YOUR TASK ::
Please repeat word for word the line containing "Task: please point out the car grille" and every following line up to and including the last one below, pictures excluded.

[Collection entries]
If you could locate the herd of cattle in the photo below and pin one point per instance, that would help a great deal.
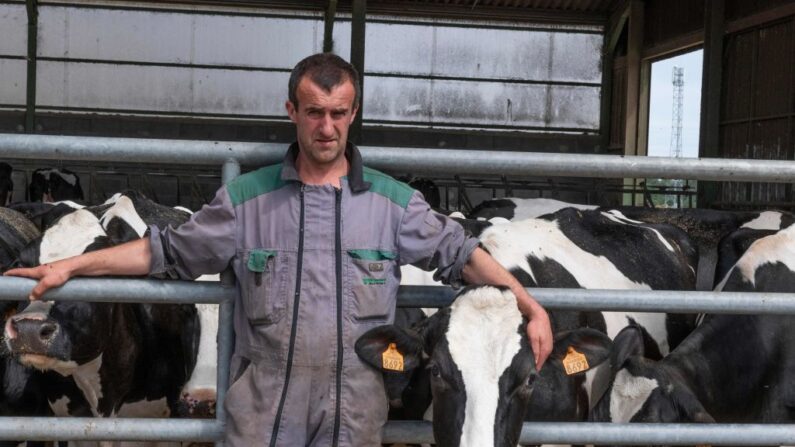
(468, 367)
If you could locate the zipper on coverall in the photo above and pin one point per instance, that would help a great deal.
(293, 328)
(338, 264)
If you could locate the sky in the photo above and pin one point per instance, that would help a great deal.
(661, 104)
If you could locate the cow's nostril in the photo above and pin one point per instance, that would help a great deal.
(47, 330)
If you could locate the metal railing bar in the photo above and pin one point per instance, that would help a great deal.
(117, 290)
(109, 429)
(625, 300)
(536, 433)
(157, 291)
(208, 430)
(418, 160)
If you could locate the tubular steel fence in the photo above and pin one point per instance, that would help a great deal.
(231, 155)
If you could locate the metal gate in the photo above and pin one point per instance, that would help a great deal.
(231, 155)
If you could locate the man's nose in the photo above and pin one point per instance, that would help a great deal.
(327, 126)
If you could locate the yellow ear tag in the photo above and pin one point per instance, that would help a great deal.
(574, 362)
(392, 359)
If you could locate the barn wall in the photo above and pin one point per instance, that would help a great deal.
(758, 107)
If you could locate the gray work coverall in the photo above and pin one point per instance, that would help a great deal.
(316, 266)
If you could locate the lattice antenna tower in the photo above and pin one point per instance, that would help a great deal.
(678, 80)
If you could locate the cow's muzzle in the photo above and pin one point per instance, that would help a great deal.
(31, 334)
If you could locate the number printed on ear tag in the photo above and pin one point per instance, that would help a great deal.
(392, 359)
(574, 362)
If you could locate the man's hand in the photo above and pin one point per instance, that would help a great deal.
(539, 334)
(48, 275)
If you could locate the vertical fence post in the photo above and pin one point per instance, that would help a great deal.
(226, 334)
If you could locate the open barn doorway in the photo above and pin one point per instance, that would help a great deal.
(673, 127)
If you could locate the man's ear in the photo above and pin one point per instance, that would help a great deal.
(353, 114)
(291, 110)
(371, 347)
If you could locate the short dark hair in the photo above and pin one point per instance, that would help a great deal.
(327, 70)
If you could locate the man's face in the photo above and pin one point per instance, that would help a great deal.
(322, 120)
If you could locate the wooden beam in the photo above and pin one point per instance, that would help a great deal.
(709, 134)
(328, 28)
(760, 18)
(33, 33)
(358, 18)
(634, 48)
(605, 117)
(616, 26)
(683, 43)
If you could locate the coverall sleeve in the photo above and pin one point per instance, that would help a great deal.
(429, 240)
(203, 245)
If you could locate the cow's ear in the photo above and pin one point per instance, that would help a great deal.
(691, 409)
(392, 342)
(594, 345)
(630, 342)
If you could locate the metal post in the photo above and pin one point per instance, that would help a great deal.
(709, 136)
(226, 311)
(33, 37)
(328, 28)
(357, 60)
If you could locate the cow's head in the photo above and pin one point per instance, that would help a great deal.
(644, 390)
(59, 338)
(480, 365)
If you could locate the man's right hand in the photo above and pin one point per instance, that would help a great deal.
(48, 275)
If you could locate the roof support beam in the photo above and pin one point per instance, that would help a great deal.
(328, 29)
(709, 135)
(359, 12)
(33, 37)
(634, 48)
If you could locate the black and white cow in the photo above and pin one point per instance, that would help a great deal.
(583, 249)
(6, 184)
(480, 365)
(21, 390)
(53, 185)
(732, 368)
(595, 249)
(105, 359)
(519, 209)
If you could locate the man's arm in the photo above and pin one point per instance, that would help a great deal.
(132, 258)
(483, 269)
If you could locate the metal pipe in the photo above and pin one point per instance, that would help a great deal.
(109, 429)
(116, 290)
(110, 290)
(419, 160)
(624, 300)
(416, 432)
(226, 331)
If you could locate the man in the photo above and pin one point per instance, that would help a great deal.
(315, 243)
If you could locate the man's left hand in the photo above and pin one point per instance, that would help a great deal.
(539, 334)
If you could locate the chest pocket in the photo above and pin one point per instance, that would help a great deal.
(263, 282)
(371, 271)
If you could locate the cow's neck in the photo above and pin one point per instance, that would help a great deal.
(723, 365)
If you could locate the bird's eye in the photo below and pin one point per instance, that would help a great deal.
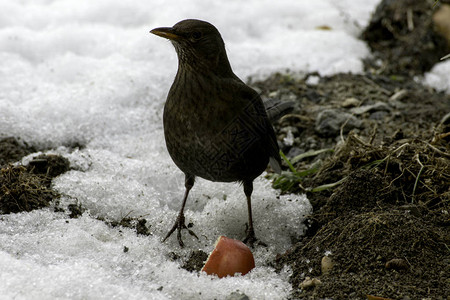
(196, 35)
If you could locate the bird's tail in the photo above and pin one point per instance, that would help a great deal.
(276, 109)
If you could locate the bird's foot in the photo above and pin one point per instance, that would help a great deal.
(251, 239)
(178, 226)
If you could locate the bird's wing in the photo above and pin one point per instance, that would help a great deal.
(253, 106)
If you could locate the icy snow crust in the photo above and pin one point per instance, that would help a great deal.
(89, 72)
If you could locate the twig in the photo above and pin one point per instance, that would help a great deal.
(418, 176)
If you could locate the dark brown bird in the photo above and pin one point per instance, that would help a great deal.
(215, 126)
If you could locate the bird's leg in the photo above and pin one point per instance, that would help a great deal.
(250, 238)
(179, 223)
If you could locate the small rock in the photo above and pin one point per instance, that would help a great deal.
(326, 264)
(351, 102)
(378, 106)
(378, 115)
(309, 283)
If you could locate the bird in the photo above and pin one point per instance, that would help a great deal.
(215, 126)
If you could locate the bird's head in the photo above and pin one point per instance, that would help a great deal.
(198, 45)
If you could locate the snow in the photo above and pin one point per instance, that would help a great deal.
(89, 72)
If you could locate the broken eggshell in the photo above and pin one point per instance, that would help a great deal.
(229, 257)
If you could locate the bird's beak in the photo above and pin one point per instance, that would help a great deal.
(166, 32)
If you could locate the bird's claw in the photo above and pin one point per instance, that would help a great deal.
(251, 239)
(178, 226)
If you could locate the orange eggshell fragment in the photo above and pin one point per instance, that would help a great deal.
(228, 258)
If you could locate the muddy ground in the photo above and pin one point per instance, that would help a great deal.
(372, 152)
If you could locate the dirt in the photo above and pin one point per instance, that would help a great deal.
(372, 153)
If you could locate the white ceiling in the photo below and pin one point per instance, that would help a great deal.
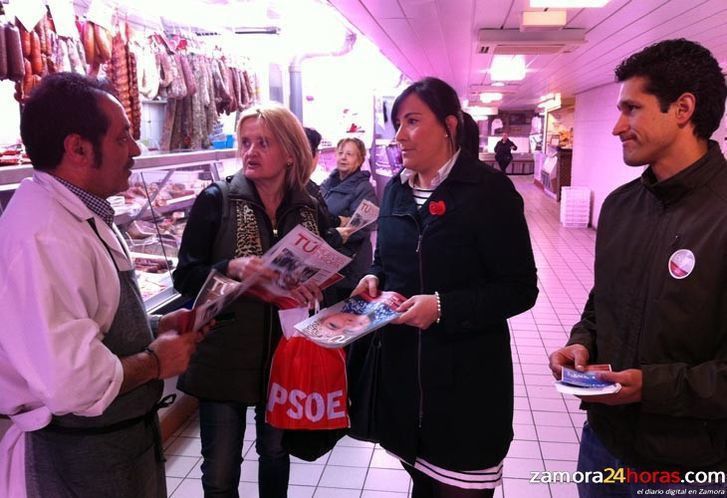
(439, 38)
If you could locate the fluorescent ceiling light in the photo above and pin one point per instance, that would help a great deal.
(507, 68)
(550, 102)
(567, 4)
(539, 20)
(481, 111)
(488, 97)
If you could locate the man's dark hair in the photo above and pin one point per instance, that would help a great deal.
(440, 98)
(314, 139)
(470, 135)
(61, 105)
(673, 67)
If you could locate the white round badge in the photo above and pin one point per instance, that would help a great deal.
(681, 264)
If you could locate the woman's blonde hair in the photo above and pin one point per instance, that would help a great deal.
(360, 147)
(289, 133)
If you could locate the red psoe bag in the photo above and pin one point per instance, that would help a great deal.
(307, 388)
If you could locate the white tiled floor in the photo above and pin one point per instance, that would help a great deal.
(547, 425)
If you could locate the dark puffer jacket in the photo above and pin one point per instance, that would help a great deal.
(643, 313)
(342, 199)
(233, 362)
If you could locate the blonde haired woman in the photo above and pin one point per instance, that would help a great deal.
(232, 223)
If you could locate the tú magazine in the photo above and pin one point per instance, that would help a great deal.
(344, 322)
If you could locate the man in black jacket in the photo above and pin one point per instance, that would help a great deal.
(657, 312)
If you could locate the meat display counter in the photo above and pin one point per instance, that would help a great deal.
(152, 213)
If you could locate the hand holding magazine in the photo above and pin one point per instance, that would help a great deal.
(298, 258)
(366, 213)
(586, 383)
(344, 322)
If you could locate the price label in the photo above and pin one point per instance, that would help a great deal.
(102, 14)
(28, 12)
(63, 18)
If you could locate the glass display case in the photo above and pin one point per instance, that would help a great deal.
(152, 213)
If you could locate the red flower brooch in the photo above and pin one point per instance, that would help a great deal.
(437, 208)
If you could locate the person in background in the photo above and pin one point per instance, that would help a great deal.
(657, 311)
(80, 367)
(470, 135)
(333, 237)
(503, 152)
(314, 139)
(452, 235)
(343, 191)
(231, 225)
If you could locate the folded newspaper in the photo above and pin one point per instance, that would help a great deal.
(586, 383)
(298, 258)
(352, 318)
(366, 213)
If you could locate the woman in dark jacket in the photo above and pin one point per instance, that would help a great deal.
(231, 225)
(453, 237)
(343, 191)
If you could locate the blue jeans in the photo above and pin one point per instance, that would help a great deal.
(593, 456)
(222, 429)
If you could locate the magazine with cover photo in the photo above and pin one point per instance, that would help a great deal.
(297, 258)
(352, 318)
(366, 213)
(586, 383)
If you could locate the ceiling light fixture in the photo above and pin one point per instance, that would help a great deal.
(540, 20)
(567, 4)
(550, 102)
(507, 68)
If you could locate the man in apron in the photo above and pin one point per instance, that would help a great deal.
(80, 369)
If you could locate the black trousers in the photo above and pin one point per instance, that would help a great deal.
(427, 487)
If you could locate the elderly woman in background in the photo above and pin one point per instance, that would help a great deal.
(343, 191)
(232, 223)
(453, 237)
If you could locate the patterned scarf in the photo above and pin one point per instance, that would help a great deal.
(248, 241)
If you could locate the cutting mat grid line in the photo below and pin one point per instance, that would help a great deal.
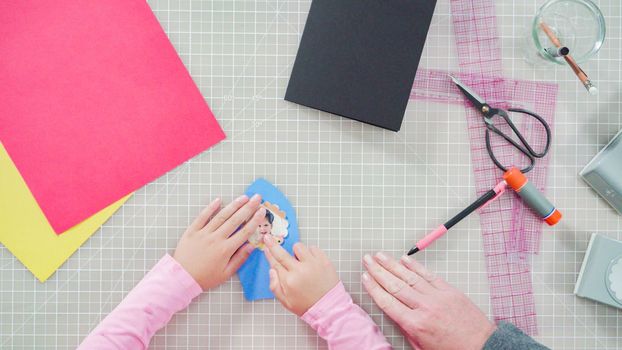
(357, 189)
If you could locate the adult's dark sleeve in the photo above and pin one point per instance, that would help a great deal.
(508, 337)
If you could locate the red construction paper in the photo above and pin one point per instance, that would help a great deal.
(95, 102)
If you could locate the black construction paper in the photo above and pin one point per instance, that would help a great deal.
(358, 58)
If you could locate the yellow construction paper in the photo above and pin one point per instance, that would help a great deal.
(25, 231)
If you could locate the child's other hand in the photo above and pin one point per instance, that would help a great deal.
(299, 284)
(209, 250)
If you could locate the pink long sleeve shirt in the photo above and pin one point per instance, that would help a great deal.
(168, 288)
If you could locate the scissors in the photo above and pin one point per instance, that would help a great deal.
(489, 113)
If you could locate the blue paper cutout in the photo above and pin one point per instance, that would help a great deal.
(254, 274)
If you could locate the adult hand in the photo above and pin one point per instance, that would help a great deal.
(209, 250)
(298, 283)
(431, 313)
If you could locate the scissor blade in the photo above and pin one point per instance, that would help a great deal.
(475, 99)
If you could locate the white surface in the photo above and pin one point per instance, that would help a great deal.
(356, 188)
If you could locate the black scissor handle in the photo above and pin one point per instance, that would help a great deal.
(525, 148)
(541, 120)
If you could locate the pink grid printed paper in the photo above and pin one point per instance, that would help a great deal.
(511, 231)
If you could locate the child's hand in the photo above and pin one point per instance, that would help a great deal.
(299, 284)
(209, 250)
(431, 313)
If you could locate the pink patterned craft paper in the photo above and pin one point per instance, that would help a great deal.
(511, 232)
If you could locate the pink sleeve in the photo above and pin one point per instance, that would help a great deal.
(166, 289)
(343, 324)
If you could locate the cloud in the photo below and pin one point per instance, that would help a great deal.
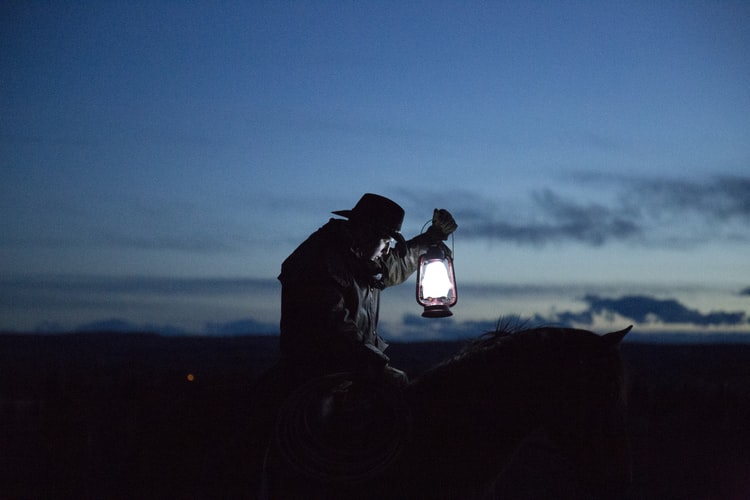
(246, 326)
(64, 284)
(649, 211)
(644, 309)
(118, 325)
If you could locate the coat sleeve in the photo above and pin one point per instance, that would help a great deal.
(400, 268)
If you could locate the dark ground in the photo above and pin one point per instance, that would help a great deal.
(114, 416)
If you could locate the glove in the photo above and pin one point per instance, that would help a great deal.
(442, 226)
(394, 376)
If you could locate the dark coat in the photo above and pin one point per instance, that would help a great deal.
(330, 302)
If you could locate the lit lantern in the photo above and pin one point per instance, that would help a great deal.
(436, 282)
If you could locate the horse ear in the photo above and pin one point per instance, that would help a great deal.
(613, 339)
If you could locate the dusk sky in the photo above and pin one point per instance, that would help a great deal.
(159, 160)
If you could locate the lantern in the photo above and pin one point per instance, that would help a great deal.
(436, 282)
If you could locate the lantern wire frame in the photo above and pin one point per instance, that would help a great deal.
(439, 311)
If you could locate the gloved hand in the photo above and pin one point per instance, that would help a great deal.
(442, 226)
(394, 376)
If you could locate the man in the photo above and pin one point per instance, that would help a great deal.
(330, 295)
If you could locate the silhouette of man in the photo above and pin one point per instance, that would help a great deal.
(330, 290)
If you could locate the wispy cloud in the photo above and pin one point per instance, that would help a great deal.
(654, 212)
(645, 310)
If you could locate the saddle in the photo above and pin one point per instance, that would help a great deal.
(338, 430)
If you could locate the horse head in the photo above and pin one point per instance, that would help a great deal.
(586, 419)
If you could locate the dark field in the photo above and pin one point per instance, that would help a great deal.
(115, 416)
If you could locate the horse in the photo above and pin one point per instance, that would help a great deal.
(459, 429)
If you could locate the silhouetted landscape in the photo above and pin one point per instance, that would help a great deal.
(105, 415)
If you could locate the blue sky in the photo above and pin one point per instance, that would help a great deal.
(160, 159)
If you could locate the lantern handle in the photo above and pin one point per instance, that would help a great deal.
(453, 241)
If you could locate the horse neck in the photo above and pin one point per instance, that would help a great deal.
(492, 400)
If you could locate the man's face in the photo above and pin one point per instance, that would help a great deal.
(378, 248)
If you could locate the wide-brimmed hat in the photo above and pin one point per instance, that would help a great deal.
(379, 213)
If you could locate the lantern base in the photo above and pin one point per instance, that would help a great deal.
(436, 312)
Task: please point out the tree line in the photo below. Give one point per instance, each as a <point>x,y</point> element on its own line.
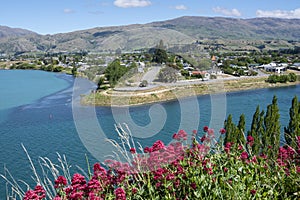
<point>264,134</point>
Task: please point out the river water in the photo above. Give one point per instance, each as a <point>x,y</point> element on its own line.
<point>40,110</point>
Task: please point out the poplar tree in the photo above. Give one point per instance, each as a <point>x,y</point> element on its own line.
<point>240,133</point>
<point>293,129</point>
<point>254,131</point>
<point>271,136</point>
<point>230,128</point>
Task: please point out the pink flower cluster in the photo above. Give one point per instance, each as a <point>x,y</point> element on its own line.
<point>36,194</point>
<point>166,167</point>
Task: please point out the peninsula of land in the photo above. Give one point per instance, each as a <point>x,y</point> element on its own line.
<point>169,92</point>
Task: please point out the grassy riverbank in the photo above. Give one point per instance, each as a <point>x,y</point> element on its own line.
<point>167,93</point>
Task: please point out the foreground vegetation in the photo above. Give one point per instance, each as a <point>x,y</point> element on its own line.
<point>223,165</point>
<point>168,93</point>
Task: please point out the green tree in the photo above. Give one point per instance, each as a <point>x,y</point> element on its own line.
<point>256,130</point>
<point>293,129</point>
<point>100,82</point>
<point>168,75</point>
<point>114,72</point>
<point>240,132</point>
<point>230,128</point>
<point>271,137</point>
<point>160,56</point>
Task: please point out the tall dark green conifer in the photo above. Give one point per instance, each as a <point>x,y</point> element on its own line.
<point>230,128</point>
<point>255,132</point>
<point>271,137</point>
<point>240,133</point>
<point>293,129</point>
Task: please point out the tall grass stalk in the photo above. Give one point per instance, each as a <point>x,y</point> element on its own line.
<point>49,171</point>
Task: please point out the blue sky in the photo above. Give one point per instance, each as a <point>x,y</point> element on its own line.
<point>60,16</point>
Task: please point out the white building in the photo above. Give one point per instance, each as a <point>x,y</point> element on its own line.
<point>276,68</point>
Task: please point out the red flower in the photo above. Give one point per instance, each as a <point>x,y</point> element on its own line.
<point>211,132</point>
<point>222,131</point>
<point>30,195</point>
<point>182,134</point>
<point>193,186</point>
<point>205,128</point>
<point>240,147</point>
<point>158,145</point>
<point>244,155</point>
<point>60,181</point>
<point>147,150</point>
<point>134,190</point>
<point>253,192</point>
<point>175,136</point>
<point>194,132</point>
<point>250,138</point>
<point>132,150</point>
<point>225,169</point>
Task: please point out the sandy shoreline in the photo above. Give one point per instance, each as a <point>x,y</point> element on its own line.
<point>170,93</point>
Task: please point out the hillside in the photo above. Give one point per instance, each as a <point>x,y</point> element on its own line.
<point>183,30</point>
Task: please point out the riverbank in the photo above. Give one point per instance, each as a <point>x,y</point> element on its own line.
<point>168,92</point>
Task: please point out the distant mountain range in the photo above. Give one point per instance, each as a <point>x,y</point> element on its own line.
<point>183,30</point>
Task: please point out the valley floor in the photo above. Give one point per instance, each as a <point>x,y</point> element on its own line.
<point>161,92</point>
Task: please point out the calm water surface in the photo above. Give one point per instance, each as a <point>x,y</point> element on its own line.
<point>36,111</point>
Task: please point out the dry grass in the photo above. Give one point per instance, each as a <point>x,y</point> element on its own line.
<point>159,94</point>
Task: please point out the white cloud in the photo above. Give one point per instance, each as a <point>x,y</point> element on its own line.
<point>288,14</point>
<point>131,3</point>
<point>180,7</point>
<point>68,11</point>
<point>233,12</point>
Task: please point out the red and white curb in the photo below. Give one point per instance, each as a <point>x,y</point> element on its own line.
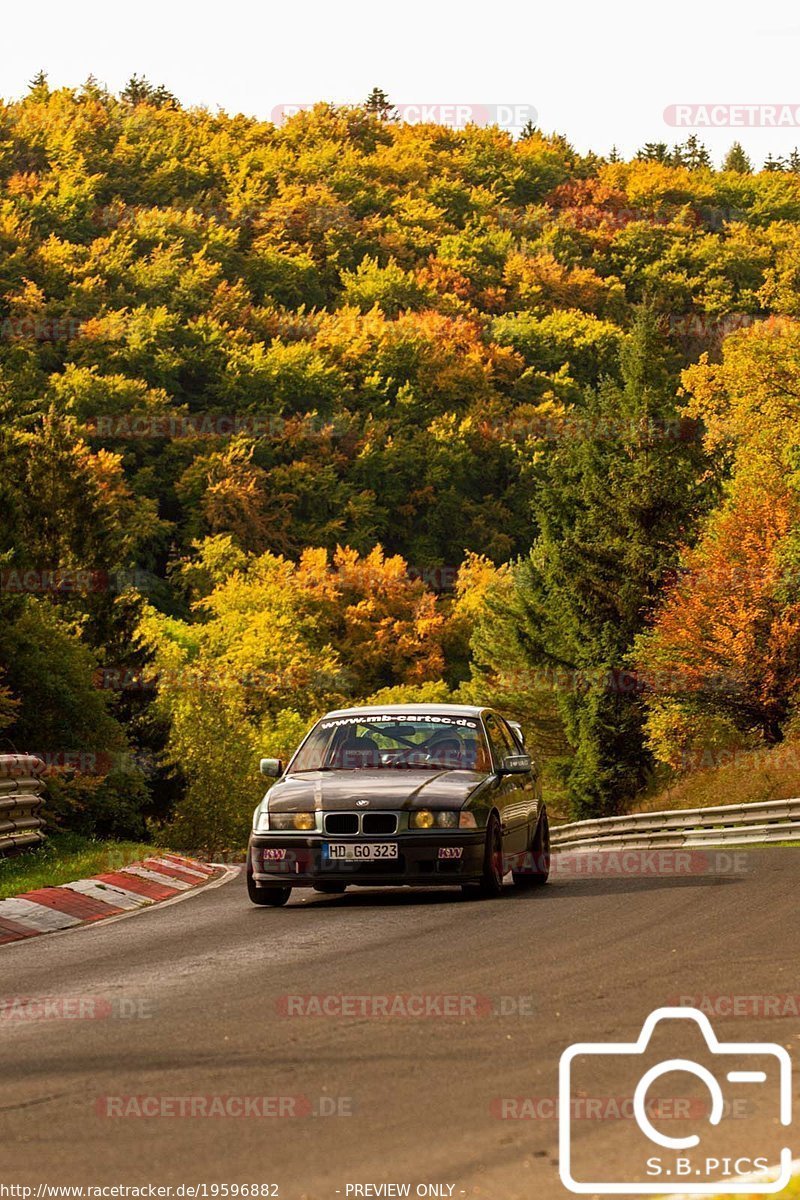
<point>49,910</point>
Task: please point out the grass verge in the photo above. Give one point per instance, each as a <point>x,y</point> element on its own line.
<point>64,858</point>
<point>744,778</point>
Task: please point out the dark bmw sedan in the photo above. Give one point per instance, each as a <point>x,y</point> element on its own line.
<point>415,795</point>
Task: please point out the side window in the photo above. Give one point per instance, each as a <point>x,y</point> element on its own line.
<point>512,741</point>
<point>499,738</point>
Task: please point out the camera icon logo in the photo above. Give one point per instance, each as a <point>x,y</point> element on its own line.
<point>672,1164</point>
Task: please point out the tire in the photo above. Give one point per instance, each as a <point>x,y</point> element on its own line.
<point>271,894</point>
<point>491,885</point>
<point>540,853</point>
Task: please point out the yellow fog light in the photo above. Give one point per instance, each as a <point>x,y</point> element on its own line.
<point>447,820</point>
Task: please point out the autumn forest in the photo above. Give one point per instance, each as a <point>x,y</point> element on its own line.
<point>346,408</point>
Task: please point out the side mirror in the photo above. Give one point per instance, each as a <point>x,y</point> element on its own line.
<point>515,765</point>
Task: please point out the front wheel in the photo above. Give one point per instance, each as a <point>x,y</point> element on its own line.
<point>274,895</point>
<point>537,865</point>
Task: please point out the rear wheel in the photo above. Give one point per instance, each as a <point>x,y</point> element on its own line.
<point>537,868</point>
<point>491,883</point>
<point>275,895</point>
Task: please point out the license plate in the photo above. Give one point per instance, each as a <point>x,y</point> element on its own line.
<point>360,851</point>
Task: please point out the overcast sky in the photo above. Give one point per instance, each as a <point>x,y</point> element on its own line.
<point>600,73</point>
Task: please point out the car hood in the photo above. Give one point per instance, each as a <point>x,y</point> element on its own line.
<point>384,789</point>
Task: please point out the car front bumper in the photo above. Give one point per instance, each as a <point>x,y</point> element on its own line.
<point>423,859</point>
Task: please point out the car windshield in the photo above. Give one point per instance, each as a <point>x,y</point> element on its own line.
<point>388,742</point>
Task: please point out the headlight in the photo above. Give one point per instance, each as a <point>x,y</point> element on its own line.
<point>427,820</point>
<point>293,821</point>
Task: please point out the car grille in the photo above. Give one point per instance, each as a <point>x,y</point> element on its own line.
<point>379,822</point>
<point>341,822</point>
<point>361,822</point>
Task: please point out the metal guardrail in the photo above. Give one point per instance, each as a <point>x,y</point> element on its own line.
<point>741,825</point>
<point>20,801</point>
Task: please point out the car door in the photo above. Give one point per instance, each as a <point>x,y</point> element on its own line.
<point>528,784</point>
<point>510,795</point>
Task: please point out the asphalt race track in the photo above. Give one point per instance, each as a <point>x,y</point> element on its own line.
<point>197,1011</point>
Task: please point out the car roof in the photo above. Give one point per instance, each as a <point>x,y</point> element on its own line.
<point>410,709</point>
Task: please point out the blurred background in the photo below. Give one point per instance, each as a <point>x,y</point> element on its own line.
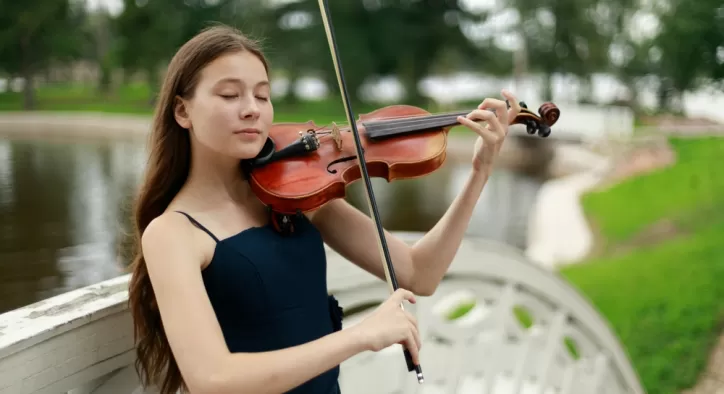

EXERCISE SOLUTION ::
Task: please point out the car grille in the photo above. Give one point per instance, each as a <point>x,y</point> element on its own line.
<point>379,822</point>
<point>341,822</point>
<point>361,822</point>
Task: please point out the metal guardrail in the photo above. Give one point per instance, each as a <point>x,y</point> element on its own line.
<point>741,825</point>
<point>20,801</point>
Task: please point out the car door in the photo above. Give one point per instance, each as a <point>x,y</point> element on its own line.
<point>528,784</point>
<point>510,795</point>
Task: please point out the asphalt race track in the photo above. Give one point per instance, each as a <point>x,y</point> element on its own line.
<point>197,1011</point>
Task: please point out the car roof in the photo above. Give one point per instance, each as a <point>x,y</point> element on its own line.
<point>410,709</point>
Task: please point out the blurred background in the photo below. Give one point per instance, each as a <point>x,y</point> element on its own line.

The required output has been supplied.